The Justice Department is suing two pro-life organizations and seven activists for allegedly blocking access to an abortion clinic in Ohio in 2021.

The civil suit was filed on Monday in the Northern District of Ohio against Citizens for a Pro-Life Society, a Michigan-based charity, Red Rose Rescue, whose website is operated by the charity’s president and solicits donations, as well as the activists who allegedly blocked access to two Ohio clinics that provide abortions. The two incidents took place on June 4 and 5, 2021. 

Prosecutors argue that the activists violated the 1994 FACE Act, a federal law that prohibits physical force, threats of force or intentionally damaging property to prevent someone from obtaining or providing abortion services. 

One of the defendants in the case, Lauren Handy, was sentenced last week to four years and nine months for organizing a similar protest in Washington, D.C., in 2020. Handy’s attorney told Fox News Digital last week that he believes that sentence was “really harsh” and contrasted it with the lack of investigations into the anti-Israel demonstrations that have been occurring on college campuses for weeks.

● MATERIAL SHOWN:
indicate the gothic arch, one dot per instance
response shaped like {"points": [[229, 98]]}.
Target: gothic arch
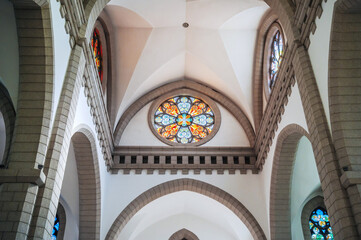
{"points": [[183, 233], [344, 91], [178, 85], [89, 184], [286, 147], [8, 113], [266, 22], [192, 185]]}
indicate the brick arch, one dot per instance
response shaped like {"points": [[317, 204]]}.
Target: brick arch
{"points": [[89, 183], [192, 185], [8, 112], [280, 214], [183, 233], [344, 91], [222, 99]]}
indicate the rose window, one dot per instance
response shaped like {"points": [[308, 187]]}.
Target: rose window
{"points": [[184, 119]]}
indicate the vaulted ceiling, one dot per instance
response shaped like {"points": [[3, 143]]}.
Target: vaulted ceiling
{"points": [[151, 46]]}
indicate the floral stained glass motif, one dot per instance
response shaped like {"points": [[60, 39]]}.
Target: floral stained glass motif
{"points": [[54, 235], [276, 57], [319, 224], [98, 53], [184, 119]]}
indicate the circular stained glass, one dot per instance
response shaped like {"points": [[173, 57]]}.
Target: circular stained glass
{"points": [[184, 120], [319, 224]]}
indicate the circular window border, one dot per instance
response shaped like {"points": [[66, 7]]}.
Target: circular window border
{"points": [[192, 93], [276, 26]]}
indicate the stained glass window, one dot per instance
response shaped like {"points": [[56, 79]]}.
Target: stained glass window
{"points": [[54, 235], [98, 53], [184, 119], [320, 225], [276, 57]]}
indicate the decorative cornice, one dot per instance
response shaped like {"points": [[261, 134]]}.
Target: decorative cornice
{"points": [[184, 159], [305, 16]]}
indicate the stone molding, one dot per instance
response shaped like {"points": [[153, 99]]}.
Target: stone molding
{"points": [[213, 94], [58, 147], [344, 92], [286, 78], [62, 221], [89, 183], [192, 185], [183, 233], [284, 156], [185, 159]]}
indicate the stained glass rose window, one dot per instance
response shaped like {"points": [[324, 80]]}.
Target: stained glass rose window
{"points": [[320, 225], [184, 120]]}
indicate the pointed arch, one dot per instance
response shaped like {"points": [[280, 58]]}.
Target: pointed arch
{"points": [[183, 233], [215, 95], [192, 185], [89, 183], [284, 158], [8, 114]]}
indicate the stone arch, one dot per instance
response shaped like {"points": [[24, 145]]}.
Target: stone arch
{"points": [[344, 91], [192, 185], [89, 183], [215, 95], [284, 157], [269, 18], [315, 202], [183, 233], [8, 113], [35, 83], [58, 147]]}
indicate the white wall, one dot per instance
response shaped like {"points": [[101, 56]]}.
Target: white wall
{"points": [[305, 181], [9, 50], [203, 216], [61, 51], [293, 114], [138, 133], [319, 52], [246, 188], [69, 196]]}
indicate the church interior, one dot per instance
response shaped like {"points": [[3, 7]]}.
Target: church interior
{"points": [[180, 119]]}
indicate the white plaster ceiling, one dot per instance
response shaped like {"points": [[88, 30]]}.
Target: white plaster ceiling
{"points": [[193, 211], [153, 48]]}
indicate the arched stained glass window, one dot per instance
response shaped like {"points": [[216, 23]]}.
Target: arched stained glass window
{"points": [[184, 119], [276, 57], [320, 224], [98, 52], [54, 235]]}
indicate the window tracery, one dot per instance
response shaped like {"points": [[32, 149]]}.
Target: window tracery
{"points": [[184, 119], [56, 226], [276, 56], [319, 224]]}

● YOUR TASKS:
1. In the news report about the Justice Department lawsuit, on what dates did the two incidents take place?
2. For each statement below, say yes or no to whether it agrees with the news report about the Justice Department lawsuit, and quote the words from the report that decide it.
(a) The suit was filed in the Northern District of Ohio.
(b) Citizens for a Pro-Life Society is based in Ohio.
(c) Lauren Handy was sentenced to four years and nine months.
3. Pick up the news report about the Justice Department lawsuit from its last sentence and keep writing it.

● ANSWERS TO THIS EXERCISE:
1. June 4 and 5, 2021.

2.
(a) Yes: "The civil suit was filed on Monday in the Northern District of Ohio"
(b) No: "Citizens for a Pro-Life Society, a Michigan-based charity"
(c) Yes: "Lauren Handy, was sentenced last week to four years and nine months"

3.
The Ohio complaint seeks $5,000 in damages for each person affected and fines of up to $20,516 for each defendent as provided by the FACE Act, according to the U.S. Attorney for the Northern District of Ohio.

“Defendants’ conduct as described in paragraphs 1 through 99 constitutes a physical obstruction that intentionally intimidated or interfered with persons, or an attempt to intimidate and/or interfere with such persons, because they were or had been providing reproductive health services, or in order to intimidate such persons from providing reproductive health services,” the complaint reads. 

The first incident allegedly took place at the Northeast Ohio Women’s Center in Cuyahoga Falls at around 11:30 a.m., when Laura Gies and Clara McDonald got into the waiting room of the facility via its back entrance by claiming to be seeking reproductive services, prosecutors allege. Minutes later, Christopher Moscinski and Audrey Whipple came through the front door.

Several of the defendants then began handing out roses to patients and pleaded with them not to go through with abortions.

The staff then tried to take the patients out of the waiting room and McDonald is alleged to have “forcefully grabbed a patient’s body” and told her not to have an abortion.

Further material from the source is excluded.